== Exercise brief ==
Write the data out again so that it matches word for word.

== Data listing ==
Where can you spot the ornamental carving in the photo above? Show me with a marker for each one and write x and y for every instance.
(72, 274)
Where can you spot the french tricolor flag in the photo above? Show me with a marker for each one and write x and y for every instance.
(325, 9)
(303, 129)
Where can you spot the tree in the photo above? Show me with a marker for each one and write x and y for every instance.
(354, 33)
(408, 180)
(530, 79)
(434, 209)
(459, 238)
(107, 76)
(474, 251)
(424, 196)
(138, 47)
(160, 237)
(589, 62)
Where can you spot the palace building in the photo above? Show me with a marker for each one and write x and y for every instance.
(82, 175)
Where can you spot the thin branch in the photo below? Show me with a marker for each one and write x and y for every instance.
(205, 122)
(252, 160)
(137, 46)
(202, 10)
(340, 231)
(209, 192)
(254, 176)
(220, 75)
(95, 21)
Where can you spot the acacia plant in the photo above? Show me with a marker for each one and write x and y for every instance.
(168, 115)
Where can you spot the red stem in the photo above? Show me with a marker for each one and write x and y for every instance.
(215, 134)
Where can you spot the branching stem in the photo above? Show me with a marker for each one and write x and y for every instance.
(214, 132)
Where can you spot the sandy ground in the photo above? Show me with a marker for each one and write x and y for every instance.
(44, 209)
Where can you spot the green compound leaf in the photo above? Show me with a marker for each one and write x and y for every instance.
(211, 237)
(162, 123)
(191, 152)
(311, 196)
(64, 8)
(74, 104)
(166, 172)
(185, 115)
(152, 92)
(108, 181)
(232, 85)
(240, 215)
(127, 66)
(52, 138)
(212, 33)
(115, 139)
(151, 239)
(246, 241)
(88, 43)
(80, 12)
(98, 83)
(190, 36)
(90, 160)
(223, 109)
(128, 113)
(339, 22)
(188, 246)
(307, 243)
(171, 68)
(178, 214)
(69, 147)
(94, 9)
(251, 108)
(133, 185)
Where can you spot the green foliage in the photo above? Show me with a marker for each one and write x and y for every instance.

== Completed exercise ==
Where can you spot the ornamental carving in the photo above? Show me with a marker for each one and write x and y for every instance.
(72, 274)
Where can you spot the french tricolor flag in the photo above? Show me with a marker for each one and write x and y for every instance.
(325, 9)
(303, 129)
Where can you spot the tree in the photo above? Show me with a marker for each one and write x and y for every instance.
(354, 33)
(408, 180)
(530, 79)
(434, 209)
(459, 238)
(107, 76)
(474, 251)
(424, 196)
(138, 47)
(160, 237)
(589, 62)
Where can you spot the palace building in the photo above? Show me with a marker for each one and write x and y for every instance.
(82, 175)
Where can you spot the thin branch in the photo below? Show me with a marker for each one and write x and y for every instance.
(205, 122)
(252, 160)
(137, 46)
(202, 10)
(340, 231)
(209, 192)
(254, 176)
(220, 75)
(95, 21)
Where can you spot the acacia plant in the photo above? Show me with a marker for each one and write x and y for every instance.
(168, 115)
Where can you spot the red stem in the photo above? Show me with a marker for each one and write x and y for every instance.
(215, 134)
Where can you spot the branching stem in the photo above? Show me with a marker for each one and write x and y for every instance.
(214, 132)
Where can you spot the sandy ground in the photo above? Show me with a marker for each one and write x and y for every instance.
(44, 209)
Where can you spot the green compound leaf in the photo above? Show me with a marker for each one and write x and y for every instance.
(211, 237)
(162, 123)
(191, 152)
(311, 196)
(64, 8)
(74, 104)
(166, 172)
(185, 115)
(152, 92)
(108, 181)
(232, 85)
(240, 215)
(127, 66)
(52, 138)
(212, 33)
(115, 139)
(151, 239)
(246, 241)
(88, 43)
(80, 12)
(98, 83)
(190, 36)
(90, 160)
(223, 109)
(128, 113)
(339, 22)
(188, 246)
(307, 243)
(171, 68)
(178, 214)
(69, 147)
(94, 9)
(251, 108)
(133, 185)
Where can you spot the green foliage in the photo above? Show me with a marker for each one and write x and y for every instance.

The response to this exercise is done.